## Work to be completed
Beginning with the line where "For every instance of the bokeh" appears, restate the lines word for word through the last one in the listing.
-- begin Working data --
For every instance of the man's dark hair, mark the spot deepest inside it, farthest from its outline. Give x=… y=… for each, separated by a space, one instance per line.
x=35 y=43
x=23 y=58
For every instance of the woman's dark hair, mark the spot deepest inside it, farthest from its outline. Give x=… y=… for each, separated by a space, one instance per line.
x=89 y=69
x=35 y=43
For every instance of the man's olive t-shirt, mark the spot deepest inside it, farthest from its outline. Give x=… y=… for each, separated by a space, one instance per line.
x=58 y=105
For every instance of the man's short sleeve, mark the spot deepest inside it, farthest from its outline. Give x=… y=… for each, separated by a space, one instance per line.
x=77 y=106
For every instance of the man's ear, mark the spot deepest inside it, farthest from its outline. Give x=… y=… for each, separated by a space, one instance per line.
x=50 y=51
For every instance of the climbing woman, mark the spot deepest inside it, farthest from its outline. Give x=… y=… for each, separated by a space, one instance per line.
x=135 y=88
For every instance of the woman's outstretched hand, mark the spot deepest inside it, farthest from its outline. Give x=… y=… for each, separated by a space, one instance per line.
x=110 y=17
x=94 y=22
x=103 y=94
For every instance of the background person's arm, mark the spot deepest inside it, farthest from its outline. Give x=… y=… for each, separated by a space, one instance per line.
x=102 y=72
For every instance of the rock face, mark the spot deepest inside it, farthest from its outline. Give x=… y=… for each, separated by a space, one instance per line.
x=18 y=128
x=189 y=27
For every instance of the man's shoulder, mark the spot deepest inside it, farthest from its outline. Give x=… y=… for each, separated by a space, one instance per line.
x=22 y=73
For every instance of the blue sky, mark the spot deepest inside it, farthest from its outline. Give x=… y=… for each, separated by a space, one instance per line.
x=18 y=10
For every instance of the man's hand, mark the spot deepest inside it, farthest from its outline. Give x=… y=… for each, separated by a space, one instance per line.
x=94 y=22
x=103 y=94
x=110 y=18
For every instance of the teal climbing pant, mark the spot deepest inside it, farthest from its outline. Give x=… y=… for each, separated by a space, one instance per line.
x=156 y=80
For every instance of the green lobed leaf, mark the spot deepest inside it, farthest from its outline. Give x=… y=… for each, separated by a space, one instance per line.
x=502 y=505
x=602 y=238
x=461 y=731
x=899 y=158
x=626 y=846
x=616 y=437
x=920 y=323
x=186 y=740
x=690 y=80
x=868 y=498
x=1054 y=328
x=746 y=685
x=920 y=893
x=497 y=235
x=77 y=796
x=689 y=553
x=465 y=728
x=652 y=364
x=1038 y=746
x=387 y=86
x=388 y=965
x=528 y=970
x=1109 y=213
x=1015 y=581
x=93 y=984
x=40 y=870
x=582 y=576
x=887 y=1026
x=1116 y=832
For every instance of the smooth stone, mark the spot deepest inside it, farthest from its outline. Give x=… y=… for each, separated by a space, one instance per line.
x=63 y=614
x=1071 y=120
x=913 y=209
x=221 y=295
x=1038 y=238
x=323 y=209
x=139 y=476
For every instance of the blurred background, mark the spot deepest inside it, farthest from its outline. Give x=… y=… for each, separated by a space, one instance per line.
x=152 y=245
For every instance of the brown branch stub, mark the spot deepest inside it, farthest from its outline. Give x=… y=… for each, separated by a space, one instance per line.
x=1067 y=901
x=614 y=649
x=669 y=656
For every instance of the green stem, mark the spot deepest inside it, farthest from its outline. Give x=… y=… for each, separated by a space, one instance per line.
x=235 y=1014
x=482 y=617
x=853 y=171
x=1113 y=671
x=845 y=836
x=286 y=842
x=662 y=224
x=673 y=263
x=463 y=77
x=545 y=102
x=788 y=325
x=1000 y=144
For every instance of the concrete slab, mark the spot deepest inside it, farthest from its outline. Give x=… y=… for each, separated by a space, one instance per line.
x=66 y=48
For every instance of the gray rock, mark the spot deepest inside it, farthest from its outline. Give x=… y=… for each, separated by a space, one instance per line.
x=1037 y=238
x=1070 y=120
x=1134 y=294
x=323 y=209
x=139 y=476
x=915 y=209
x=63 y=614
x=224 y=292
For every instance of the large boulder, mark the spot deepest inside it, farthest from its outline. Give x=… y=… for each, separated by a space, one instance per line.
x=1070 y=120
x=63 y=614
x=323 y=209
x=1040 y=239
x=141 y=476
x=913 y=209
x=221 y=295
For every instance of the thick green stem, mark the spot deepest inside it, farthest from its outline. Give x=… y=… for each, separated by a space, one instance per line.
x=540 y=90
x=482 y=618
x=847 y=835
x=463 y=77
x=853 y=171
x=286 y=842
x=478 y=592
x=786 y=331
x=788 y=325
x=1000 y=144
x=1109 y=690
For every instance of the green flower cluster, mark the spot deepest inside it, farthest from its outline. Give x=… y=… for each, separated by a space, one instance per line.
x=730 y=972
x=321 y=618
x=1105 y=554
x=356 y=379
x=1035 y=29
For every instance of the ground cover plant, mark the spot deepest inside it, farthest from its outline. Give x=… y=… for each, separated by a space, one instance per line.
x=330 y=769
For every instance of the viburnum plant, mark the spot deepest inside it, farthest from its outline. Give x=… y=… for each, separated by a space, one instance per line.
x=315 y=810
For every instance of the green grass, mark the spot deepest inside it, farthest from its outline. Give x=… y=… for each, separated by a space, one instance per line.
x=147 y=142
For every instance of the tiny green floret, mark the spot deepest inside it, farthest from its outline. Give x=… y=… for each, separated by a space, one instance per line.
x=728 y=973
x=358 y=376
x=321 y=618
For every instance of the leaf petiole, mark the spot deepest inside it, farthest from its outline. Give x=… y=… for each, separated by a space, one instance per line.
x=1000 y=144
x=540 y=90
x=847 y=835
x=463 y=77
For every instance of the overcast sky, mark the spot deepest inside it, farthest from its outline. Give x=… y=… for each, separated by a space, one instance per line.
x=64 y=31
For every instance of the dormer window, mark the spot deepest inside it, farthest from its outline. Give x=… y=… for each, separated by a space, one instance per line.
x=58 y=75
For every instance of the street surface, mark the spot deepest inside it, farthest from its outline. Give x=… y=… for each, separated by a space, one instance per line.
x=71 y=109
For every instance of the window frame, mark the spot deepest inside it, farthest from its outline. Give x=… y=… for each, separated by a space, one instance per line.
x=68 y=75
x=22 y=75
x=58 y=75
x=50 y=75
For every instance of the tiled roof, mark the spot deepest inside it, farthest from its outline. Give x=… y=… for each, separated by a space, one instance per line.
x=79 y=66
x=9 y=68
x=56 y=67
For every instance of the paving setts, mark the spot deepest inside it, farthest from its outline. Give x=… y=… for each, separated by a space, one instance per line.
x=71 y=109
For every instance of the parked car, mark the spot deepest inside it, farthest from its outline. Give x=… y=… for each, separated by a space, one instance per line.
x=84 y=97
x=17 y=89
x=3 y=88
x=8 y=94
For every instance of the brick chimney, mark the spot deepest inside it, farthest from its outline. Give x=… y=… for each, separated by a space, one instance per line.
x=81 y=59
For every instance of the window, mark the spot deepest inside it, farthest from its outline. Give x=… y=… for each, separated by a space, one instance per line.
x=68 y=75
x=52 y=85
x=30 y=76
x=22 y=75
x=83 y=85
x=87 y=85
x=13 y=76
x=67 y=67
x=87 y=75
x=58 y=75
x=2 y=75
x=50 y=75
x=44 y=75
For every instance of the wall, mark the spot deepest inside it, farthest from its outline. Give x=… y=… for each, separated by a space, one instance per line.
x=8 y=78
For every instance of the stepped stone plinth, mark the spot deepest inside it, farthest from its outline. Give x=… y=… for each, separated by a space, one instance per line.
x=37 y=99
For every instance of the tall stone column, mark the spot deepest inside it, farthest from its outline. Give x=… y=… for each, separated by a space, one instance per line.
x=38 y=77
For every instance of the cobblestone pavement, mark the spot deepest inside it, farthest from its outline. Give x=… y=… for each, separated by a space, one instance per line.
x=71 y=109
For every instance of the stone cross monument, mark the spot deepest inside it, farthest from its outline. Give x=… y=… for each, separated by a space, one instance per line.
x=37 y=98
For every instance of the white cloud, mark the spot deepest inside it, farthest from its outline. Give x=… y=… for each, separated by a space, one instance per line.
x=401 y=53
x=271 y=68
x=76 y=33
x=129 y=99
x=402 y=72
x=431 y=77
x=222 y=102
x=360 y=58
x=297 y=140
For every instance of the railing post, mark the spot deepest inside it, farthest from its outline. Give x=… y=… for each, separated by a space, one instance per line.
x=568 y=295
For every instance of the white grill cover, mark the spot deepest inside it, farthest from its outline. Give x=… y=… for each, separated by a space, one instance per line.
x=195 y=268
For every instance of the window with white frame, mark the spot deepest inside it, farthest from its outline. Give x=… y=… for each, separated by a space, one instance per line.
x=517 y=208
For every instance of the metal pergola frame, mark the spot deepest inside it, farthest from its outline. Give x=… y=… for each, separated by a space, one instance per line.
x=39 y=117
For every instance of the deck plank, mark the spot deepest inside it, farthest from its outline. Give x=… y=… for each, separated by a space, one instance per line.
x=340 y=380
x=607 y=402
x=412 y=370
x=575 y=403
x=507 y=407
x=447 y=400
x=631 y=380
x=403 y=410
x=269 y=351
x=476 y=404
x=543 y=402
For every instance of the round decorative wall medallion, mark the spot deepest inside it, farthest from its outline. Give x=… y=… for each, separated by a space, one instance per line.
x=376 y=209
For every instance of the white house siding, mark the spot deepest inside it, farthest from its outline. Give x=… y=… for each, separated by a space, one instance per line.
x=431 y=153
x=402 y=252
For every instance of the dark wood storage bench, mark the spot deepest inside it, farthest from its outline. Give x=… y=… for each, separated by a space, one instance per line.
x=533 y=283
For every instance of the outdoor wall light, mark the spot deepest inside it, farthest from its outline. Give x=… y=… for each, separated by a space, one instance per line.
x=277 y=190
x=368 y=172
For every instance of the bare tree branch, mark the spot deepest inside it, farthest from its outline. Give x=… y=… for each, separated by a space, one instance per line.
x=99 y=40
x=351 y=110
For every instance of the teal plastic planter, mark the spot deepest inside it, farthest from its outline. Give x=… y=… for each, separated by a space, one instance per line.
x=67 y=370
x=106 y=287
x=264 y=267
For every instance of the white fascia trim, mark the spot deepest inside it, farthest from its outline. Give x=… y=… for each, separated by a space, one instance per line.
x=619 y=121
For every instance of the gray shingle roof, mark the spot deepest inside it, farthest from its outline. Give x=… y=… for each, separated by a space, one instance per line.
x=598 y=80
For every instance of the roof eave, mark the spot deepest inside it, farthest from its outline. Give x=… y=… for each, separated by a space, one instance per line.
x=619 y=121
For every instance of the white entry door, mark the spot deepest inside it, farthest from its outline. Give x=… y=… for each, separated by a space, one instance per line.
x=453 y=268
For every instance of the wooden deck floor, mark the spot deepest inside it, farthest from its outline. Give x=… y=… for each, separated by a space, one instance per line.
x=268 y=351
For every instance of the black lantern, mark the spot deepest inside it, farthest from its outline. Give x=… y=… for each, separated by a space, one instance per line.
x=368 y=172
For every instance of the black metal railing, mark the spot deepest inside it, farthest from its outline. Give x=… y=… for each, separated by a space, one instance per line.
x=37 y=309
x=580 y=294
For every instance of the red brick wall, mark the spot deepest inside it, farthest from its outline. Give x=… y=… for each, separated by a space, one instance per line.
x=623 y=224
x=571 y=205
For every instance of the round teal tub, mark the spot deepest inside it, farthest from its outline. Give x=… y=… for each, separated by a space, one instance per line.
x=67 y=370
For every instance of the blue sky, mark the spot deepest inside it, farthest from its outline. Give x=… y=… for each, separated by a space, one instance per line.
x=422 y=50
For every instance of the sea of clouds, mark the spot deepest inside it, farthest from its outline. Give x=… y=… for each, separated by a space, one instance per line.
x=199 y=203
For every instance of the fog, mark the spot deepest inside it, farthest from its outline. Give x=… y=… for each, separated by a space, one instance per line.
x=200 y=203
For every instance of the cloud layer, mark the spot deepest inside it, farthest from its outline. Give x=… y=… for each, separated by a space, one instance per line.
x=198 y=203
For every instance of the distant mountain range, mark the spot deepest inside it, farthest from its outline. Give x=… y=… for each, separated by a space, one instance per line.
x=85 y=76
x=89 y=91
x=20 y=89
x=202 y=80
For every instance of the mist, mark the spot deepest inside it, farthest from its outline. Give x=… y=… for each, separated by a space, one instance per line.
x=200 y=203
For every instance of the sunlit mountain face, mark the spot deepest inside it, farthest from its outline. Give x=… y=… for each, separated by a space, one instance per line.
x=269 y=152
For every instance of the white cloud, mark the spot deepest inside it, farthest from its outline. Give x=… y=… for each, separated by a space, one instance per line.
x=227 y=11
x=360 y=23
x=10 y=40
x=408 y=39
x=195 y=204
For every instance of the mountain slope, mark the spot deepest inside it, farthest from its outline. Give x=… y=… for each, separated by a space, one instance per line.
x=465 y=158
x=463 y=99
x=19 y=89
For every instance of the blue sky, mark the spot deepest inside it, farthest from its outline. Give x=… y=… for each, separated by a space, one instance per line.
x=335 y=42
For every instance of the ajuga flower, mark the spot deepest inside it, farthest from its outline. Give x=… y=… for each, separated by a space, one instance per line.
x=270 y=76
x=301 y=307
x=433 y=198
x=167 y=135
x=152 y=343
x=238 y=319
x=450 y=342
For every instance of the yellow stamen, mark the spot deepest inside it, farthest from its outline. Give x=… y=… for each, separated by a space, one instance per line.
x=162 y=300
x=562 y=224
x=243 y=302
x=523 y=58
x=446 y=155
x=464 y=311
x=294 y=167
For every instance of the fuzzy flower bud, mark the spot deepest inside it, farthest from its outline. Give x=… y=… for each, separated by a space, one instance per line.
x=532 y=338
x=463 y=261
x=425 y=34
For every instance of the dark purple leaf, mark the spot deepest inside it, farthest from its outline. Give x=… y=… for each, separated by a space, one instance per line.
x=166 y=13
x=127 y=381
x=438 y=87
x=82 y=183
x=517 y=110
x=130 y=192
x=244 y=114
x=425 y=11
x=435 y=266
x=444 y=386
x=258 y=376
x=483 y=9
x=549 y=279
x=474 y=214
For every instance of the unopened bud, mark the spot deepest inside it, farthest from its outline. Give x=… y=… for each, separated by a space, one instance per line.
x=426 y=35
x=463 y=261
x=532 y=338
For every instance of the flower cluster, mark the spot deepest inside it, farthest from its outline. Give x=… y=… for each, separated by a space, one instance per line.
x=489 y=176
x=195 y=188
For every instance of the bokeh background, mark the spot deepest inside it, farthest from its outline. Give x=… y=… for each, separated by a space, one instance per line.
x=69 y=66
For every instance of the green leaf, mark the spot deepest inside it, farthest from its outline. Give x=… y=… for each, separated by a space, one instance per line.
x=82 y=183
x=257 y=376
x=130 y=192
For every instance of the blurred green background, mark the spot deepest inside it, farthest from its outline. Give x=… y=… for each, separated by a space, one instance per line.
-- end Working data --
## The response
For every instance of the bokeh background, mark the spot deepest inside it, farthest from its outline. Give x=… y=… for each, separated by a space, one instance per line.
x=69 y=66
For every instance of the green leaf, mark the spot deepest inside it, farthest from its outline. Give x=… y=… for each, separated by a space, one instance per line.
x=82 y=183
x=257 y=376
x=130 y=192
For every instance of the blurred green background, mark the spot deepest inside it, farthest from its outline. Give x=… y=… for each, separated by a space, one instance per line.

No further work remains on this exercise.